Work to be completed -
Using the entries below, quote exactly the span of lines that begins with the line containing "man's beard, then" and ends with the final line.

Stored items:
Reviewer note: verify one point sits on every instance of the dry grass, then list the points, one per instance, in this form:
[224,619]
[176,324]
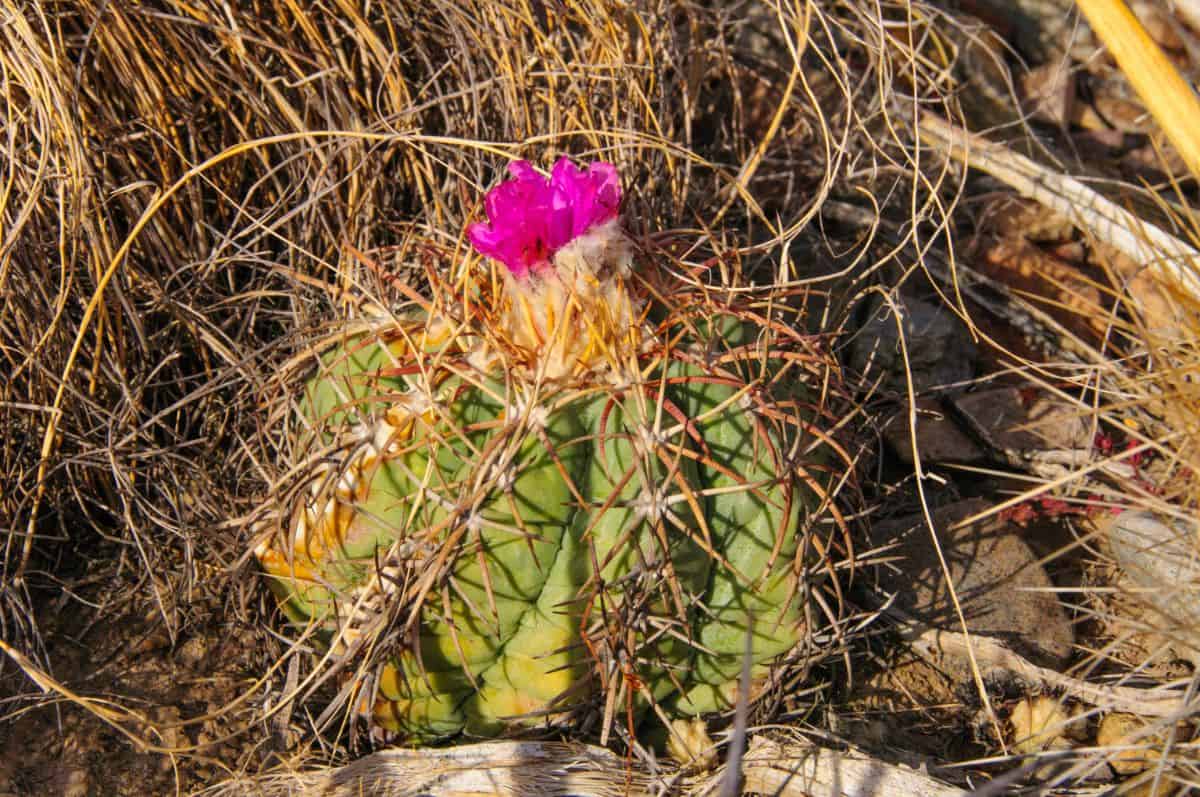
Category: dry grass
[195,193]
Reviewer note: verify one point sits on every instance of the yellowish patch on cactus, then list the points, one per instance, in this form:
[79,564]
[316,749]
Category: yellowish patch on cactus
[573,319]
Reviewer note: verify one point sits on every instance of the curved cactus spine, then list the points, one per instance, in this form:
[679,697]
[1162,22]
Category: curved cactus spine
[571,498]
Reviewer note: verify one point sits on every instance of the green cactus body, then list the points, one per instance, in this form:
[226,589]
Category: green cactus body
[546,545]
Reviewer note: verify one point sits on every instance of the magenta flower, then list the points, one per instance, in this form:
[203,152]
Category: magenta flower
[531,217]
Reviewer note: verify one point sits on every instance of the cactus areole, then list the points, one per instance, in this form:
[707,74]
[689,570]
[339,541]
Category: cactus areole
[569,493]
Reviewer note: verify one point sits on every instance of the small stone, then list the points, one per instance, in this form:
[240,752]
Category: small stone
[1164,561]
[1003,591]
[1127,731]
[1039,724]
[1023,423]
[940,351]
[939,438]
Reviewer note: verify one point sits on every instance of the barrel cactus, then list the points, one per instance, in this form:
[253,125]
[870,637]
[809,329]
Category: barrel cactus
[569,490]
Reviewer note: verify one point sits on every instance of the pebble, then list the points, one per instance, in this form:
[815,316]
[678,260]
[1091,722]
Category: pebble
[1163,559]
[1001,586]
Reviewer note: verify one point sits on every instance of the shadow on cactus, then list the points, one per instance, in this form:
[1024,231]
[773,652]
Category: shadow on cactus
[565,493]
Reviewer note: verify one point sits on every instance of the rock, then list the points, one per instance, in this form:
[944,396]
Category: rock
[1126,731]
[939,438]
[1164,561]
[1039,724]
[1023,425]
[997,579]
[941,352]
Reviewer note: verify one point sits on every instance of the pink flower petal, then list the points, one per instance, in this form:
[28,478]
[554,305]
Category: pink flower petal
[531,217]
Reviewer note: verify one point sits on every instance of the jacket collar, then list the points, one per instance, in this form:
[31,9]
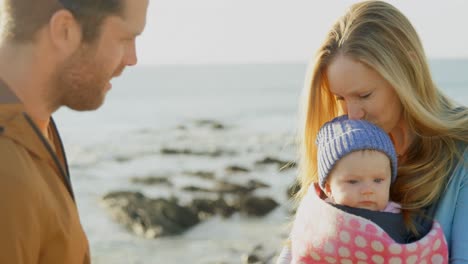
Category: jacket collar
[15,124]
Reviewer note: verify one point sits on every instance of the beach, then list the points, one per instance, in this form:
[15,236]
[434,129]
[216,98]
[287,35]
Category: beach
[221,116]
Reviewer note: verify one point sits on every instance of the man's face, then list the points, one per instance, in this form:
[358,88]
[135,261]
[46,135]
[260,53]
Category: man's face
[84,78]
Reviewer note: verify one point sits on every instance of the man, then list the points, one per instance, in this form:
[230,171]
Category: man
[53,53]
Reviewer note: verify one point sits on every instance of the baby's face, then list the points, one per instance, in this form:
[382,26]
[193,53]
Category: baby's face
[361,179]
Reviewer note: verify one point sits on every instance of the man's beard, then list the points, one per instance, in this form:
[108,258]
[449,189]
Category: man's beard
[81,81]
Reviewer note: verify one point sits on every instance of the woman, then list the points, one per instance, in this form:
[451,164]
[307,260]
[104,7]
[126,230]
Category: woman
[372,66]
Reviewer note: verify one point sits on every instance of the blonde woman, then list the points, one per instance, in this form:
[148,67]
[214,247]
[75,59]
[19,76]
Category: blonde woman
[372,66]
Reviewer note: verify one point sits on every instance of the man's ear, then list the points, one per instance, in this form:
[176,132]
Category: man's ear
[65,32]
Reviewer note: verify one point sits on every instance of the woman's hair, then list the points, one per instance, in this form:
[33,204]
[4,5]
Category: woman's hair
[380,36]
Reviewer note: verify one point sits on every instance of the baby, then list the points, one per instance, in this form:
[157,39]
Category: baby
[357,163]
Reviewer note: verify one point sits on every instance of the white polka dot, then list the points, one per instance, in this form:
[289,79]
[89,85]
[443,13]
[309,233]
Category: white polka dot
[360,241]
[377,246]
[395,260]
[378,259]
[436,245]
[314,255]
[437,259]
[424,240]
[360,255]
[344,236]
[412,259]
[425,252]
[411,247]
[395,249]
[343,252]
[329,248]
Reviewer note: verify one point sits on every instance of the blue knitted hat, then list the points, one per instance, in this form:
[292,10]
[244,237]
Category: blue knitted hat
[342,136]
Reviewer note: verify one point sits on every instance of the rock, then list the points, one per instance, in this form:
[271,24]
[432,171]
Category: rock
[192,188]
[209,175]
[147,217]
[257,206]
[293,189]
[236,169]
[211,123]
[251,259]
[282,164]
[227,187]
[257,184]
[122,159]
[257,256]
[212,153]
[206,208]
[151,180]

Answer below -
Reviewer note: verify one point sits on every instance of the man's beard, then list the points, one per instance, in this form:
[108,258]
[449,189]
Category: man's beard
[81,81]
Reviewer note: verify one point sits on every instance of the woman, then list the points, one per instance, in this form:
[451,164]
[307,260]
[104,7]
[126,230]
Category: woman
[372,66]
Reviewer note: verify one point sits on every instance of the blonde woman, then list the points, one per instance, in this form:
[148,67]
[214,247]
[75,59]
[19,76]
Category: blonde woman
[372,66]
Reviewer note: verify one point sits on every instance of the man's ear, then list the points, one per instance, in this form:
[176,132]
Category: man's ear
[65,32]
Reviewer note: verify one point sits on every instance of the woman's hair, then list the points, one per instance, in this form:
[33,204]
[4,5]
Category: woman's hair
[380,36]
Reviewer note: verify one point sits on every instance of the baby, then list the points, one per instance, in this form:
[157,39]
Category: baby
[357,163]
Reviewer note: verify one point sits on every instance of the white polka dot, then list the points, one per instance, in this form:
[289,79]
[89,85]
[443,13]
[309,233]
Category: white polka dot
[360,241]
[377,246]
[395,260]
[378,259]
[436,245]
[314,255]
[437,259]
[424,240]
[360,255]
[344,236]
[412,259]
[425,252]
[411,247]
[395,249]
[343,252]
[329,248]
Reviewer note: verify one point sits on every instance of the blue knitted hat, then list the points, one per instance, in this form:
[292,10]
[244,237]
Category: blue knitted hat
[342,136]
Reviewer note: verify one point sits on every instance of the rock, then list the points, one per instance, in this form:
[271,24]
[432,171]
Category: rock
[192,188]
[209,175]
[147,217]
[257,206]
[293,189]
[236,169]
[211,123]
[251,259]
[282,164]
[227,187]
[257,184]
[122,159]
[257,256]
[212,153]
[206,208]
[151,180]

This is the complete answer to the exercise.